__THE PROBLEM__. Which of the lines below include the word "brown"? Pull each one out.

__INFORMATION PROVIDED__.
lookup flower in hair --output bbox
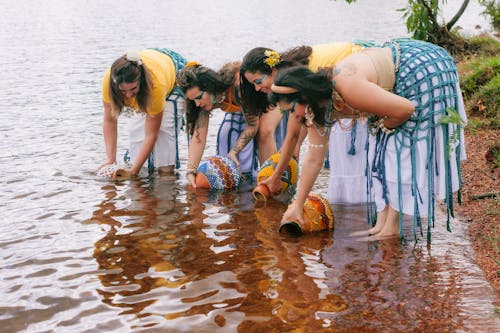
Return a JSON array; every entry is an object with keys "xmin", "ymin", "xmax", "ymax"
[
  {"xmin": 126, "ymin": 51, "xmax": 142, "ymax": 66},
  {"xmin": 185, "ymin": 61, "xmax": 202, "ymax": 68},
  {"xmin": 263, "ymin": 50, "xmax": 280, "ymax": 68}
]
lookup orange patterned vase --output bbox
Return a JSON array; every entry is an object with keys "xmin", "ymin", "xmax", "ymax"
[
  {"xmin": 253, "ymin": 152, "xmax": 298, "ymax": 201},
  {"xmin": 279, "ymin": 193, "xmax": 334, "ymax": 235},
  {"xmin": 195, "ymin": 156, "xmax": 241, "ymax": 190}
]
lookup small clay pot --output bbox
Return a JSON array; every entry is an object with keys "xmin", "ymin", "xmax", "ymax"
[
  {"xmin": 113, "ymin": 168, "xmax": 131, "ymax": 180},
  {"xmin": 279, "ymin": 220, "xmax": 304, "ymax": 236},
  {"xmin": 195, "ymin": 172, "xmax": 211, "ymax": 189},
  {"xmin": 252, "ymin": 184, "xmax": 271, "ymax": 201}
]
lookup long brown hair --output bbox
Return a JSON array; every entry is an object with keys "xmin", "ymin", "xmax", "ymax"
[
  {"xmin": 108, "ymin": 54, "xmax": 152, "ymax": 117},
  {"xmin": 177, "ymin": 62, "xmax": 238, "ymax": 137}
]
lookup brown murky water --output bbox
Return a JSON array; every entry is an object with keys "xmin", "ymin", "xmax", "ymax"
[
  {"xmin": 83, "ymin": 174, "xmax": 498, "ymax": 332},
  {"xmin": 0, "ymin": 0, "xmax": 497, "ymax": 332}
]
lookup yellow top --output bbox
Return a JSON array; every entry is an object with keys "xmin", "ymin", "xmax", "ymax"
[
  {"xmin": 102, "ymin": 49, "xmax": 176, "ymax": 115},
  {"xmin": 308, "ymin": 42, "xmax": 363, "ymax": 72}
]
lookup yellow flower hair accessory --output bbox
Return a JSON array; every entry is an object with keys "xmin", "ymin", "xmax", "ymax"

__TASK ANSWER__.
lookup long brown hair --output bbox
lookup brown murky water --output bbox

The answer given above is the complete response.